----- Task inputs
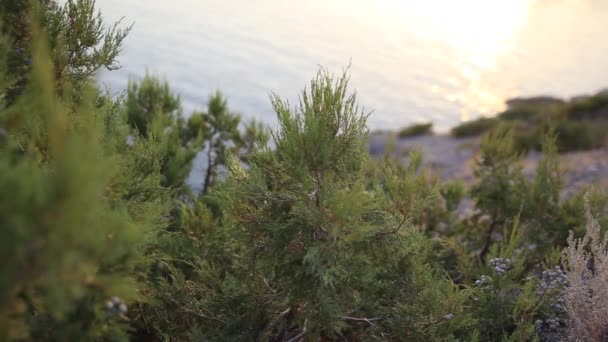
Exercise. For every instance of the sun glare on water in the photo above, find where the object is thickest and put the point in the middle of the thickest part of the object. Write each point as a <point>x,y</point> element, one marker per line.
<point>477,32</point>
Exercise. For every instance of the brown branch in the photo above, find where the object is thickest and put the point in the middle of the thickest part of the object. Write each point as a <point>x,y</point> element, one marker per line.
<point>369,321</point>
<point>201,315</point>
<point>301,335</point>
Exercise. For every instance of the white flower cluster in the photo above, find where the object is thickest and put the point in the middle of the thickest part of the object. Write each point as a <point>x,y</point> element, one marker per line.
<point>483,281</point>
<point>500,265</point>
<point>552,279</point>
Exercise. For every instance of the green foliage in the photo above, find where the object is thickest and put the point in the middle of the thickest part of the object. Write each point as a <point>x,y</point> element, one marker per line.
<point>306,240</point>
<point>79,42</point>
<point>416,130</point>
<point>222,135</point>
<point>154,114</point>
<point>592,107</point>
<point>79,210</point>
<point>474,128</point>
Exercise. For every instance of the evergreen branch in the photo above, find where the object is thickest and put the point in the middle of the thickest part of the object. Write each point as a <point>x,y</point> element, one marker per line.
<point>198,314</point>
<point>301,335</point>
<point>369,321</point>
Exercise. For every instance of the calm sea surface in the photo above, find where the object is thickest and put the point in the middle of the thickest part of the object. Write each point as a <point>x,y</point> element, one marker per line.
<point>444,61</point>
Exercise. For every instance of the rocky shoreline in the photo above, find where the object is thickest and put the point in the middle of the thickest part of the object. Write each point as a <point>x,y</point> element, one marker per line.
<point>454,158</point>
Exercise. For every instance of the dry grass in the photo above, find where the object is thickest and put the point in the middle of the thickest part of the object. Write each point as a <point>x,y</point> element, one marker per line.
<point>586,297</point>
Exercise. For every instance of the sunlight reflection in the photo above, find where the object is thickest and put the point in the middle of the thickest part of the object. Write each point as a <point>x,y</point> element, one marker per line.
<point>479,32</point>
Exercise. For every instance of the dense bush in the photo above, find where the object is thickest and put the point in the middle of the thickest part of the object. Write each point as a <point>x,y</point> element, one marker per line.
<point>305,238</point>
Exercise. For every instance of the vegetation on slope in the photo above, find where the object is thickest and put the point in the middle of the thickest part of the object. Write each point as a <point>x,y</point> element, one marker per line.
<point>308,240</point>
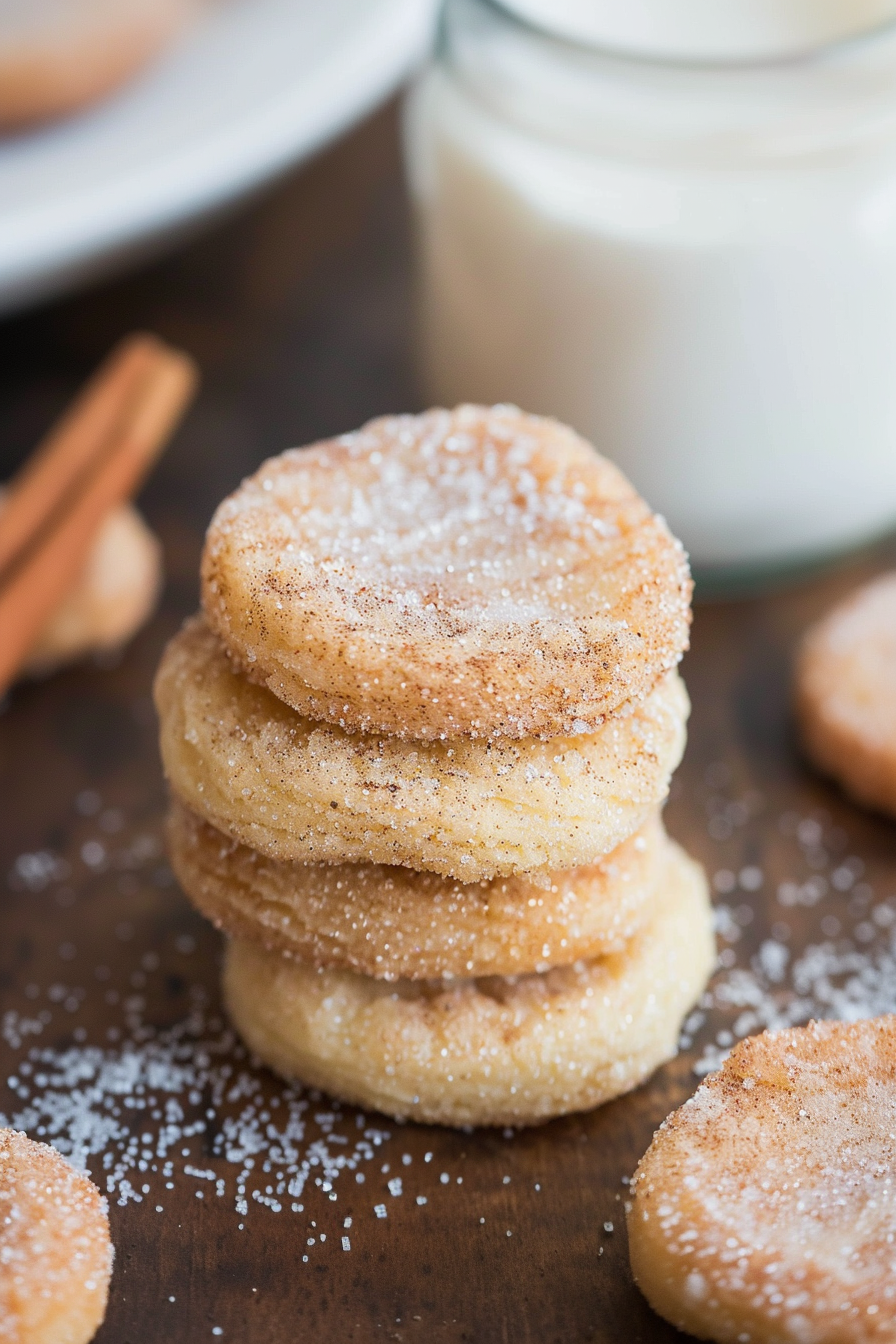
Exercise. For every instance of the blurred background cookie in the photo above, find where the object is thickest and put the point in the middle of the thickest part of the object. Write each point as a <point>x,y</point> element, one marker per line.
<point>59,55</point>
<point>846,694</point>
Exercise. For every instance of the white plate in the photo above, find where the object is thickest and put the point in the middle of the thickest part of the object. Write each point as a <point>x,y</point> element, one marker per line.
----------
What you have to do:
Skipping any pictures, copy the line that holds "Exercise. For every instance of the dense" and each line after it through the last line of the records, unchanged, and no other lines.

Solution to this exercise:
Exercise. For every instance of the dense bush in the photo above, find where the object is thickest and put the point in the middle of the thickest part of the object. Write each point as a <point>x,y</point> element, one marker per line.
<point>305,238</point>
Exercise. For every instance of the vegetation on slope in the photo above, find where the object is thickest and put the point in the middle of the thickest part of the object. Write each point as a <point>x,y</point> element, one marker per line.
<point>308,240</point>
Exercise. For every instance of the blurred background cookie in the photo above, find where the object is thickest and put the point in the middle of the thickest part of the object. Write each point as a <point>x,y</point> element, one marker per line.
<point>59,55</point>
<point>846,694</point>
Exercise. For every instance of the white plate in the photo above, find where the object is thickest and put the point in the middle of the thickest part of the object. Write each point as a <point>x,y</point> element, one marker per line.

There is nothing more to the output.